## INSTRUCTION
Extract each line of the data below that contains the string "stem", and copy those lines unchanged in their original order.

## DATA LISTING
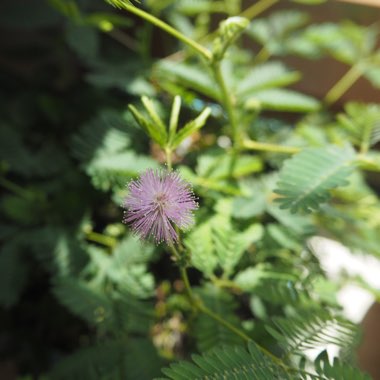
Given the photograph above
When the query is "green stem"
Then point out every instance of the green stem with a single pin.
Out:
(108, 241)
(199, 305)
(344, 83)
(226, 99)
(164, 26)
(265, 147)
(168, 154)
(229, 107)
(223, 322)
(257, 8)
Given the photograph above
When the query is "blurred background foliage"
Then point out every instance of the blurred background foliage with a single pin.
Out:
(82, 298)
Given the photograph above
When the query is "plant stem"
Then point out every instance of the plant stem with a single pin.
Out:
(226, 100)
(265, 147)
(164, 26)
(123, 38)
(257, 8)
(223, 322)
(344, 83)
(168, 154)
(108, 241)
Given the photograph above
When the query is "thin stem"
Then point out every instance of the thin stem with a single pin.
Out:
(254, 10)
(108, 241)
(223, 322)
(123, 38)
(344, 83)
(265, 147)
(164, 26)
(168, 154)
(226, 100)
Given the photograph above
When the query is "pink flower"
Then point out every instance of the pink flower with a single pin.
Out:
(158, 201)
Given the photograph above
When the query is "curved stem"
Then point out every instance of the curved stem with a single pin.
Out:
(344, 83)
(164, 26)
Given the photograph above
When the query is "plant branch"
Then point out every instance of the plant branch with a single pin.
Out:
(265, 147)
(226, 100)
(123, 38)
(164, 26)
(257, 8)
(107, 241)
(344, 83)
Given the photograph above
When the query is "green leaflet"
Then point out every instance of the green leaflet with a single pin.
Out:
(228, 363)
(216, 243)
(282, 100)
(313, 329)
(193, 77)
(209, 334)
(306, 179)
(338, 370)
(267, 75)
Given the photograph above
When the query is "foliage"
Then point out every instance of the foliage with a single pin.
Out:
(95, 104)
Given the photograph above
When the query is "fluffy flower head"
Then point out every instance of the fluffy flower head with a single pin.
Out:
(158, 201)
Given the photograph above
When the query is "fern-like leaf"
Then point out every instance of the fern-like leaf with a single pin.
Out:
(306, 179)
(209, 334)
(311, 330)
(228, 363)
(337, 370)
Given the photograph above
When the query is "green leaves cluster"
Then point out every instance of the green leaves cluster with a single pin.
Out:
(272, 168)
(167, 137)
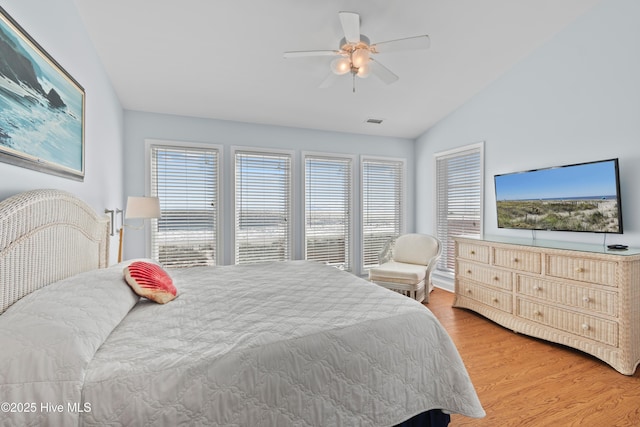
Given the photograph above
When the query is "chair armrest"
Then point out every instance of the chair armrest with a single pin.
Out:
(432, 263)
(387, 251)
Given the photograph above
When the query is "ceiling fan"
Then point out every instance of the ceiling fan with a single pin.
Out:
(355, 52)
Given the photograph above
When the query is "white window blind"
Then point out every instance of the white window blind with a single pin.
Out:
(262, 206)
(185, 179)
(382, 206)
(328, 210)
(459, 182)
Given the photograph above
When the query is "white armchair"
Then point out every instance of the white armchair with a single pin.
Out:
(406, 264)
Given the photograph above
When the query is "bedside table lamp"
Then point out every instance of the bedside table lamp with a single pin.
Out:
(139, 208)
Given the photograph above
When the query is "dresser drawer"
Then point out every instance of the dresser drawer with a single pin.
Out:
(582, 269)
(518, 260)
(491, 297)
(584, 297)
(487, 275)
(591, 327)
(472, 252)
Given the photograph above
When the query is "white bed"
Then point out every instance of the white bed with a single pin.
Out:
(274, 344)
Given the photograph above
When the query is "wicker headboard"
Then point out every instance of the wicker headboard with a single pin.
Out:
(46, 236)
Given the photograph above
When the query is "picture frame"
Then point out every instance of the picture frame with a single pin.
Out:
(42, 107)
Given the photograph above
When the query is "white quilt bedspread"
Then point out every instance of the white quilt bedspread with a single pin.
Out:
(279, 344)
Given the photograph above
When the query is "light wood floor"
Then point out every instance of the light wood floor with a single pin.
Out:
(523, 381)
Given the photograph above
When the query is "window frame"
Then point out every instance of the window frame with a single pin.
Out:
(291, 194)
(453, 153)
(403, 205)
(350, 207)
(219, 211)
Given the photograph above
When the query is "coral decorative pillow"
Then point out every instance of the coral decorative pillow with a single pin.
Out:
(150, 281)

## ANSWER TO THIS PROBLEM
When the query is "green stem"
Then point out every instance of the green stem with a single pin.
When the query is "plant stem"
Then point out every instance of the plant stem with a single pin.
When the query is "thin stem"
Then point out every instance of the thin stem with a single pin.
When the query is "curved stem"
Then point out every instance of the curved stem with a single pin.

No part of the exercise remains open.